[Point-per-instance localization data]

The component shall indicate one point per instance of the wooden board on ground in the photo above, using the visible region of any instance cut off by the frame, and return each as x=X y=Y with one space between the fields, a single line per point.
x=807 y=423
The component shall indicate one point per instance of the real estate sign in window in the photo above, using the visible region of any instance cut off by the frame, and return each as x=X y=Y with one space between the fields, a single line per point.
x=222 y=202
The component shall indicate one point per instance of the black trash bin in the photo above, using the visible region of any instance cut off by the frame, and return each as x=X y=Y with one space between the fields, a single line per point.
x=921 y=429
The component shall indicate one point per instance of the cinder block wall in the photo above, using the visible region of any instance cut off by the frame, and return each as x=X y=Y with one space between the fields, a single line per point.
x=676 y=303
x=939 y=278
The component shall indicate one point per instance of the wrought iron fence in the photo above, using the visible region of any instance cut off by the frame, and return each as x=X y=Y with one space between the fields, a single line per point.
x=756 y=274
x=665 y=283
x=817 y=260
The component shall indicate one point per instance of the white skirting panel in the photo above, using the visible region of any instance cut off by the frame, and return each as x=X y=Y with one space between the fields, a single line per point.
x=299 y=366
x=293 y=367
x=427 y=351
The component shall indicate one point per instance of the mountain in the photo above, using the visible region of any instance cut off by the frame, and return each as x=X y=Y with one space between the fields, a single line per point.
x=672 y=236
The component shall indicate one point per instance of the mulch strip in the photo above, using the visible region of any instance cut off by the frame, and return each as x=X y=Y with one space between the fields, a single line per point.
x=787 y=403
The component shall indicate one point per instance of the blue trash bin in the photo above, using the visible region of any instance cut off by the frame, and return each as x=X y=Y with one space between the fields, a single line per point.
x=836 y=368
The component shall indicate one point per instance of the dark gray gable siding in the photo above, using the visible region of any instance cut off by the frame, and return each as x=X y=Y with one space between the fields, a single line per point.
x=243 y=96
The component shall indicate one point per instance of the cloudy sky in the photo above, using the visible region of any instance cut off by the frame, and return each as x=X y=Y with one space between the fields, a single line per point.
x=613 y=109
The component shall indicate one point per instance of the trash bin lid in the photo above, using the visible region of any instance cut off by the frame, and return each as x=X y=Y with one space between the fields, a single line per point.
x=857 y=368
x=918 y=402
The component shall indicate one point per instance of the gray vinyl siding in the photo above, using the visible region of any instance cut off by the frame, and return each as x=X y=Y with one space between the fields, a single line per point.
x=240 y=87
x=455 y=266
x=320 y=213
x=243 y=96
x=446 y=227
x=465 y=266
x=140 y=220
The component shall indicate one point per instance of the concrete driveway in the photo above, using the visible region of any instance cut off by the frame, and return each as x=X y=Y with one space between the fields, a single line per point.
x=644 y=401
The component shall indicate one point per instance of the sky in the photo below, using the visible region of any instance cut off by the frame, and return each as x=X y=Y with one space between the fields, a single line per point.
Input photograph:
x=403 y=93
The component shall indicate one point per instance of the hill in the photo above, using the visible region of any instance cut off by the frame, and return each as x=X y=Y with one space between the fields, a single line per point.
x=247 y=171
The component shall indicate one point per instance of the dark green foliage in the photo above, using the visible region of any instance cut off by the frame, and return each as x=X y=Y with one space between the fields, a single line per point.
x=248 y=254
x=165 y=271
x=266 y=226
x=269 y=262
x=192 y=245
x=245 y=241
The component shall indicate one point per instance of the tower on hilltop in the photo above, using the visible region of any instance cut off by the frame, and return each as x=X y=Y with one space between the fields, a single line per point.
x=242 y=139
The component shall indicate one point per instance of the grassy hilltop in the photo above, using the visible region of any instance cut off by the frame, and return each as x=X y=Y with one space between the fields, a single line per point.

Exercise requirements: In the records above, copy exactly the lines from the one that contains "The component shall indicate one point per instance of the tower" through the last, and nothing else.

Reply:
The component shall indicate one point per instance of the tower on hilltop in the photo above, using the visible region of any instance cut off by the frame, and return each as x=X y=Y with one space between the fields, a single line per point.
x=242 y=139
The component shall indicate one point per instance of the grassy hilltop in the photo above, using the visible region of any instance cut off by the frame, and return each as x=X y=Y with one space between the fields, a single line per point.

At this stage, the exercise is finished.